[BEGIN]
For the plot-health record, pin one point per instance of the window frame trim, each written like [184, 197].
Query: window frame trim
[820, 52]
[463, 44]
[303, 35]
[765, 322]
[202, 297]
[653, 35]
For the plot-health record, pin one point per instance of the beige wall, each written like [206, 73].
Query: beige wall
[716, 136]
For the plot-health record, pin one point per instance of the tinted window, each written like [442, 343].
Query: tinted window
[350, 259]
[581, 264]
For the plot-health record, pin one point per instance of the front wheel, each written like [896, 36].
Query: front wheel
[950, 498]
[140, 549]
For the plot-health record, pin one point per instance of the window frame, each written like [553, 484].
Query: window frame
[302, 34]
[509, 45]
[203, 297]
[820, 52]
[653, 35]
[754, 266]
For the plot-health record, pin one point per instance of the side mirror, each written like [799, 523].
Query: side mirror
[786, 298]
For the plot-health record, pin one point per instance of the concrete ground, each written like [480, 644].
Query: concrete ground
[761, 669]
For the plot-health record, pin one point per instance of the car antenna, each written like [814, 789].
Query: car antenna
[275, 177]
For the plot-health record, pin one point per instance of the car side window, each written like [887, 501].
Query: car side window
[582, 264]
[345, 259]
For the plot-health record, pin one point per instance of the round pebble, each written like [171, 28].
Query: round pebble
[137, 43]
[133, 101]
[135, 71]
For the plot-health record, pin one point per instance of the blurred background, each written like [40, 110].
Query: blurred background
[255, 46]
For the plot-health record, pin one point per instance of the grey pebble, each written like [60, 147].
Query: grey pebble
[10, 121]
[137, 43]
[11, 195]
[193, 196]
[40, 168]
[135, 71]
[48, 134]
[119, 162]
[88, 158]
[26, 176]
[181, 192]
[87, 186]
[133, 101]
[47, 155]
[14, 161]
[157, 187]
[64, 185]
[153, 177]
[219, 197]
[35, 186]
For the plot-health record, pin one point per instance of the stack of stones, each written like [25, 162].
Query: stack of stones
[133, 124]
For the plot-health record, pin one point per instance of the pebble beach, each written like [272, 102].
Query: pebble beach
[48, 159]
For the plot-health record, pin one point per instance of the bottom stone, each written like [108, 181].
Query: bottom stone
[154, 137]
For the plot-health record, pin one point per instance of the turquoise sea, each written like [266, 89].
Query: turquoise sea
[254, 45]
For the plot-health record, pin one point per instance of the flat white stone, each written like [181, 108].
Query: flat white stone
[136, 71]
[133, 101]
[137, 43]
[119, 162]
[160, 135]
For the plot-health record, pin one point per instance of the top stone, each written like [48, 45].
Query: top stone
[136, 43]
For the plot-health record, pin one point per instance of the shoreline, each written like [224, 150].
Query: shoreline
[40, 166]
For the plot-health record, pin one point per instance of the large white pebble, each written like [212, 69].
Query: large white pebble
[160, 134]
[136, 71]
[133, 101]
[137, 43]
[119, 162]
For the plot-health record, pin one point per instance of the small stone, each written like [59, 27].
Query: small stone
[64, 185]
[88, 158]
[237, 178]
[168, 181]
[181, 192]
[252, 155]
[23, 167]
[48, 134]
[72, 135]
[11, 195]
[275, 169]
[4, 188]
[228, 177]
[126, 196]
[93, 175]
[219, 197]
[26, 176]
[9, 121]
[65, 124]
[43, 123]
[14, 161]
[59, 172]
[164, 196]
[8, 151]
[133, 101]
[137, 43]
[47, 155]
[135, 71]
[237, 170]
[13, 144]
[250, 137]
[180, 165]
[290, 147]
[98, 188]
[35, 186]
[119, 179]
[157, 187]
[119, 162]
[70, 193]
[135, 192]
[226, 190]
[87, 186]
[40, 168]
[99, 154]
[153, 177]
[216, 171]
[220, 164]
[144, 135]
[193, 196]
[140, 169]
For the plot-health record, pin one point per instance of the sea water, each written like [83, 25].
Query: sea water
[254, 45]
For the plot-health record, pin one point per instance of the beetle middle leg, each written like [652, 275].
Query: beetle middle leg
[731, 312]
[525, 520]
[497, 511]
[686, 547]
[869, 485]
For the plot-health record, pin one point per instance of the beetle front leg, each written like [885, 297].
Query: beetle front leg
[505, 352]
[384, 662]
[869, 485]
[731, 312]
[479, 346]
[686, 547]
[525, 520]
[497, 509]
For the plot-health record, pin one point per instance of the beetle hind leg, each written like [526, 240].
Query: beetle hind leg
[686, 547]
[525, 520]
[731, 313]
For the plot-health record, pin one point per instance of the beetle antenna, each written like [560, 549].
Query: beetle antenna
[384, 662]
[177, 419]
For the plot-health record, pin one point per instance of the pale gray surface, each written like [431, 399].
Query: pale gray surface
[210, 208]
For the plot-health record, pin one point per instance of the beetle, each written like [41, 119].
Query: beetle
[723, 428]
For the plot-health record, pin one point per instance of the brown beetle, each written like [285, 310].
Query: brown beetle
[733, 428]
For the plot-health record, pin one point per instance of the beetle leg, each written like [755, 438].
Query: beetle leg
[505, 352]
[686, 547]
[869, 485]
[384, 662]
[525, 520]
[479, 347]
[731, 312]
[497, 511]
[END]
Can you output all of the lines above as a JSON list of strings, one string per line, leaving out any blank lines?

The reply:
[
  "For the plot-health record, pin one point per instance of the window frame trim, each written like [184, 197].",
  "Query: window frame trim",
  "[820, 52]",
  "[463, 44]",
  "[303, 35]",
  "[765, 322]",
  "[202, 297]",
  "[653, 35]",
  "For the plot-health record, pin one point per instance of the beige wall, each written like [206, 73].",
  "Query: beige wall",
  "[716, 136]",
  "For the plot-health record, pin one point per instance of the tinted window, each written like [442, 343].",
  "Query: tinted window",
  "[350, 259]",
  "[581, 264]",
  "For the plot-health record, pin one point per instance of the front wheel, each written like [896, 36].",
  "Query: front wheel",
  "[950, 498]",
  "[140, 549]",
  "For the plot-health record, pin one point per instance of the window frame, each written like [553, 484].",
  "Query: window frame",
  "[302, 34]",
  "[509, 45]",
  "[203, 297]",
  "[820, 52]",
  "[653, 35]",
  "[754, 266]",
  "For the plot-health record, pin one point per instance of the side mirror, each written like [799, 523].",
  "Query: side mirror",
  "[786, 298]",
  "For the plot-health record, pin one point per instance of the concrete ground, each written like [480, 644].",
  "Query: concrete ground",
  "[761, 669]",
  "For the plot-health record, pin one point per instance of the car antenna, each written like [814, 789].",
  "Query: car antenna",
  "[275, 177]",
  "For the plot-health record, pin one point per instance of the car side window, each written like [887, 501].",
  "Query: car side window",
  "[582, 264]",
  "[345, 259]",
  "For the plot-health record, pin one point per instance of the round pebble, each written like [171, 28].",
  "Query: round pebble",
  "[137, 43]",
  "[133, 101]",
  "[135, 71]",
  "For the plot-health record, pin one point per instance of the blurred background, each written like [40, 110].",
  "Query: blurred background",
  "[255, 46]",
  "For the plot-health record, pin one point per instance of the grey pebble, each written like [60, 147].",
  "Query: grey pebble",
  "[10, 121]",
  "[137, 43]",
  "[11, 195]",
  "[193, 196]",
  "[40, 168]",
  "[135, 71]",
  "[48, 134]",
  "[119, 162]",
  "[88, 158]",
  "[26, 176]",
  "[181, 192]",
  "[87, 186]",
  "[133, 101]",
  "[47, 155]",
  "[14, 161]",
  "[157, 187]",
  "[64, 185]",
  "[153, 177]",
  "[219, 197]",
  "[35, 186]",
  "For the plot-health record, pin one point per instance of the stack of stones, each written like [25, 162].",
  "Query: stack of stones",
  "[133, 124]",
  "For the plot-health record, pin one point per instance of the pebble beach, each written like [272, 102].",
  "Query: pebble beach",
  "[48, 159]",
  "For the plot-health record, pin one point per instance of the bottom stone, each written like [108, 181].",
  "Query: bottom stone",
  "[154, 137]",
  "For the plot-health record, pin one point per instance of the turquoise sea, each written like [266, 89].",
  "Query: turquoise sea",
  "[254, 45]",
  "For the plot-health record, pin one point per instance of the flat white stone, each written like [181, 108].",
  "Query: flat white stone",
  "[136, 71]",
  "[133, 101]",
  "[137, 43]",
  "[119, 162]",
  "[160, 135]",
  "For the plot-health record, pin one point per instance of the top stone, each written like [48, 45].",
  "Query: top stone",
  "[136, 43]",
  "For the plot-health record, pin one point per instance of the shoreline, each written like [224, 150].",
  "Query: shoreline",
  "[40, 166]",
  "For the plot-health record, pin one point per instance of the large white pebble, each written like [212, 69].",
  "Query: large white pebble",
  "[160, 134]",
  "[136, 71]",
  "[133, 101]",
  "[137, 43]",
  "[119, 162]",
  "For the plot-health record, pin one point per instance of the small stone, each written like [59, 27].",
  "Query: small stone",
  "[64, 185]",
  "[88, 158]",
  "[237, 178]",
  "[168, 181]",
  "[181, 192]",
  "[252, 155]",
  "[23, 167]",
  "[48, 134]",
  "[72, 135]",
  "[11, 195]",
  "[275, 169]",
  "[4, 188]",
  "[228, 177]",
  "[126, 196]",
  "[93, 175]",
  "[219, 197]",
  "[26, 176]",
  "[9, 121]",
  "[65, 124]",
  "[43, 123]",
  "[14, 161]",
  "[59, 172]",
  "[164, 196]",
  "[8, 151]",
  "[133, 101]",
  "[137, 43]",
  "[47, 155]",
  "[135, 71]",
  "[237, 170]",
  "[13, 144]",
  "[250, 137]",
  "[180, 165]",
  "[290, 147]",
  "[98, 188]",
  "[35, 186]",
  "[119, 179]",
  "[157, 187]",
  "[119, 162]",
  "[70, 193]",
  "[135, 192]",
  "[226, 190]",
  "[87, 186]",
  "[40, 168]",
  "[99, 154]",
  "[153, 177]",
  "[216, 171]",
  "[220, 164]",
  "[144, 135]",
  "[193, 196]",
  "[140, 169]",
  "For the plot-health record, pin one point per instance of the sea water, each written like [83, 25].",
  "Query: sea water",
  "[254, 45]",
  "For the plot-health record, pin one point per instance of the beetle middle leg, each written like [652, 275].",
  "Query: beetle middle leg",
  "[731, 312]",
  "[525, 520]",
  "[497, 511]",
  "[686, 547]",
  "[869, 485]",
  "For the plot-health record, pin one point per instance of the beetle front leg, each written like [885, 297].",
  "Query: beetle front leg",
  "[505, 352]",
  "[384, 662]",
  "[869, 485]",
  "[731, 312]",
  "[479, 346]",
  "[686, 547]",
  "[525, 520]",
  "[497, 509]",
  "For the plot-health record, pin one point per instance of the beetle hind leg, each written like [526, 240].",
  "Query: beetle hind leg",
  "[686, 547]",
  "[525, 520]",
  "[731, 313]",
  "For the plot-health record, pin one point per instance of the beetle antenna, each written like [560, 549].",
  "Query: beetle antenna",
  "[384, 662]",
  "[177, 419]",
  "For the plot-health record, pin one point per instance of the pale gray surface, each written like [431, 399].",
  "Query: pale gray surface",
  "[210, 208]",
  "For the plot-health record, pin one point per instance of the beetle, each written like [41, 119].",
  "Query: beetle",
  "[723, 428]",
  "For the plot-health record, pin one point per instance of the brown beetle, each written like [285, 310].",
  "Query: brown beetle",
  "[733, 428]",
  "For the plot-health record, pin one point per instance of the beetle leg, each written like [755, 438].",
  "Query: beetle leg",
  "[505, 352]",
  "[686, 547]",
  "[869, 485]",
  "[384, 662]",
  "[525, 520]",
  "[479, 347]",
  "[731, 312]",
  "[497, 511]"
]